[Page extract]:

*** Begin section ***

The temporary ileostomy allows what remains of the rectum, the J-pouch, and the colon to heal. Then, after a period of 3-6 months, a second surgery will be scheduled to reverse the stoma, reconnect the ilium to the large intestine, and allow the body to defecate in a normal manner. Normal? Well, I guess I'll just have to wait and see what kind of quality of life there will be, whether there is a temporary ileostomy or not. I expect there to be some problems, but I'll do whatever I can to promote healing and improve my chances for good quality of life.

After surgery, I'll remain in hospital for about 8 days, followed by recovery of another 5-10 weeks at home. Just 3 weeks after surgery, I'll be meeting with the medical oncologist to discuss the chemotherapy protocol we'll be following. This third and, I hope, final stage of treatment will take up to 6 months.

This all assumes there are no complications, the most common of which is thrombosis in the legs. I will be given blood thinners prior to surgery to help prevent that eventuality. But I have this covered ;>)

I asked the surgeon to humour me for a minute. Then, I explained how research has shown that patients under anesthesia, when given a verbal suggestion by the surgeon that they will recover more quickly than normal, do just that. So, smiling, he assured me that as soon as I was completely under, he will come around the surgical table to tell me that I will recover quickly, then he'll start his real job.

But my job, between now and then, is to enjoy myself, eat well, do those progressive relaxation exercises, think positively, imagine good outcomes, exercise, and prepare for my recovery.

Powered By Qumana

Saturday, March 04, 2006

An Unwanted Journey: Day 0100 - Friends and Family



Some people surprise you, others don't. Some people know what to say, when to say it, and when to be quiet. Others don't know what to say, or say too much, or say something and don't mean it. That's just the way it is.

The real trick is in handling myself. After all, I can't control other people, not directly at least. Most of the time, I can't even seem to control myself. But, when I pause and reflect, when I practice mental monitoring, progressive relaxation and other self-help techniques, sometimes I can make a difference.

Friends - I have a few who are or have gone through tough times. Maybe not surprisingly they are the ones who seem to say or do the appropriate thing when confronted with my battle with cancer. In turn, I can sometimes listen more empathetically to them when they decide to share their own troubles with me. As Shel Israel might say, it's about conversation...yes, but it's also about compassion. The give-and-take, whether skilled or not, makes the compassion easier.

Family - I have a large family, some of whom write, call, or otherwise make it clear that they share concern for my wellbeing. Some are remarkably capable in knowing what to say and how to say it. Others are not experienced or skilled or, perhaps, even aware that something should be said. That's just the way it is.

*** End section ***

[Information]:
*** Begin section ***

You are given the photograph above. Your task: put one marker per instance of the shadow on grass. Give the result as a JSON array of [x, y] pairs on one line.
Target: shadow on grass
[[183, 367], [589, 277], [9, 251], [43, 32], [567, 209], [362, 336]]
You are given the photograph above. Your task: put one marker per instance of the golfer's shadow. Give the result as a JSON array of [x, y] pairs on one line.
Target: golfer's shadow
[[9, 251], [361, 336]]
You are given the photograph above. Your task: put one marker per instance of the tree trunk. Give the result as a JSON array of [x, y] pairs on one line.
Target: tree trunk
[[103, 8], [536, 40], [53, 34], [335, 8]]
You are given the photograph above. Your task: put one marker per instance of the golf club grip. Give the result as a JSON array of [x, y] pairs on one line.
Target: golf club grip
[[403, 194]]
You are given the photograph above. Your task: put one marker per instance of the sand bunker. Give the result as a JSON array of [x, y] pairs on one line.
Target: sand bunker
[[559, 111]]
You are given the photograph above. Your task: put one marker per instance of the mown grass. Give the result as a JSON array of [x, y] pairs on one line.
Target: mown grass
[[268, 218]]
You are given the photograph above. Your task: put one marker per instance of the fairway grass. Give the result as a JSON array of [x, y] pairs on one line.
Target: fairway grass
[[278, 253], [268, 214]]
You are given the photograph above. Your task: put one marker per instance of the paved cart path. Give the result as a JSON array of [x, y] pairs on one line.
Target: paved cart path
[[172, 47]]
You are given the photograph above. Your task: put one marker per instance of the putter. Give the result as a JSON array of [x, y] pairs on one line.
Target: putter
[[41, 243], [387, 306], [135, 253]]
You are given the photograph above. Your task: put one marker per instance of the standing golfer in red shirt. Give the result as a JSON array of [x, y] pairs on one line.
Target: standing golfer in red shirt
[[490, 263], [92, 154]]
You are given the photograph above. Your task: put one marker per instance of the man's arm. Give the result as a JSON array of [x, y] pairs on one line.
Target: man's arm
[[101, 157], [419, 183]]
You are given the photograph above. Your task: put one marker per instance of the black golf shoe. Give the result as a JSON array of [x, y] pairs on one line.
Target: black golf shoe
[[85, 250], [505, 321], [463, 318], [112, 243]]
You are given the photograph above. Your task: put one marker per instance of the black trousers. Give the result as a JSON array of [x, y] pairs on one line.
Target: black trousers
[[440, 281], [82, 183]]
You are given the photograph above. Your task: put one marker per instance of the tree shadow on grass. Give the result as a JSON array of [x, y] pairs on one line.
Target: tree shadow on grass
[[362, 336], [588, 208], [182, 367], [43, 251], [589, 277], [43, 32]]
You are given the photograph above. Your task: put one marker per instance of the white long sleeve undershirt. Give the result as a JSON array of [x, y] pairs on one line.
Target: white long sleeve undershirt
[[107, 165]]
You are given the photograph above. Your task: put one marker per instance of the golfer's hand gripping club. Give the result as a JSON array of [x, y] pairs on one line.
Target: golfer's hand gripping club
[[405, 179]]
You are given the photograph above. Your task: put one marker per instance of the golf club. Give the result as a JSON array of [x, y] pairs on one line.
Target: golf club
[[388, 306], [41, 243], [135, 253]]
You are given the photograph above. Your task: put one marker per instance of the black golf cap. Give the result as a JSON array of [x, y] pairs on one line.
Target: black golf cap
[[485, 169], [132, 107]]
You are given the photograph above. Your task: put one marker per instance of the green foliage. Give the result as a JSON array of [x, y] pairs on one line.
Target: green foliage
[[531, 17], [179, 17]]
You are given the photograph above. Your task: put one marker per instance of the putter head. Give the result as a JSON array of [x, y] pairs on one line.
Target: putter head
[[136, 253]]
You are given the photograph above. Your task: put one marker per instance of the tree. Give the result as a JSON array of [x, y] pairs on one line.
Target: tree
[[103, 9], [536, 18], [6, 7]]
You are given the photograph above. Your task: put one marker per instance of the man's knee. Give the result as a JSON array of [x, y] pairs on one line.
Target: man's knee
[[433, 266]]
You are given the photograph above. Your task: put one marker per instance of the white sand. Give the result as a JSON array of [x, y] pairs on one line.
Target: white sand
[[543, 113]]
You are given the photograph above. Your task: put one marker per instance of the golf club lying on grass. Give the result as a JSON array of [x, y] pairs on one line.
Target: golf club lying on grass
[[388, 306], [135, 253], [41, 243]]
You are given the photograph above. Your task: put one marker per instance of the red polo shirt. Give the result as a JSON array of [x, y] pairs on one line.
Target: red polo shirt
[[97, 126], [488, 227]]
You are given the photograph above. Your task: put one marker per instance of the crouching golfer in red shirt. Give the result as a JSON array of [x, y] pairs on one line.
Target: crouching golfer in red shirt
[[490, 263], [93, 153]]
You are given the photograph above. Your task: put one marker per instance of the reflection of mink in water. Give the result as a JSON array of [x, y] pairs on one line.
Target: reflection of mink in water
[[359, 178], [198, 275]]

*** End section ***

[Work instructions]:
(1) According to the cancer journal excerpt, about how long will the hospital stay after surgery last?
(2) Carry on the cancer journal excerpt from the point where it stops.

[Task answers]:
(1) About 8 days.

(2)
But for those this week who wrote, called, took me out for coffee and a chat, prayed, or even gave some thought, thanks.

Technorati Tags : , , , , ,

Powered By Qumana

Wednesday, March 01, 2006

An Unwanted Journey: Day 0097 - Music and Memory




It is definitely my favourite Star Trek - The Next Generation episode - "The Inner Light". In this 1992 (Episode #125, Stardate: 45944.1) hour-long episode, the Enterprise detects a probe which establishes a link with Captain Picard for about 25 minutes. During that length of time, Picard "remembers" his life as Kamin on the planet of Kataan, married to Eline. During his lifetime there, three momentous things happen to him. Kamin and his wife have two children. His scientific research leads him to conclude that their sun will soon supernova, thereby obliterating all life in the star system. And Kamin learns to play the Ressikan flute.

Later in the series ("Lessons"), there would be another reference to Picard's flute playing, but it is this earlier episode which has transfixed me over the years. Today, as I watched the rerun in syndication on The Space Channel, it was almost too much to bear.

One moment especially stands out. Kamin says to his daughter, Meribor, "Seize the day, Meribor. Live now! Make NOW always the most precious time! Now will never come again."

That scene and the scene at the very end of the episode where Picard is back on the Enterprise, adjusting to his life as Captain once again, and he is presented with a box taken from the probe. Inside the box is his beloved Ressikan flute. After Riker leaves, Picard takes the flute out of the box, holds it to his chest, and then plays the piece of music he had composed in his life on Kataan.

Do I need to explain why tears flowed as I watched this episode?

Perhaps not. But for those who don't get it, it's because of the poignant juxtaposition of memory and music, of loss and survival, of integrity and purpose, of determination and gentleness.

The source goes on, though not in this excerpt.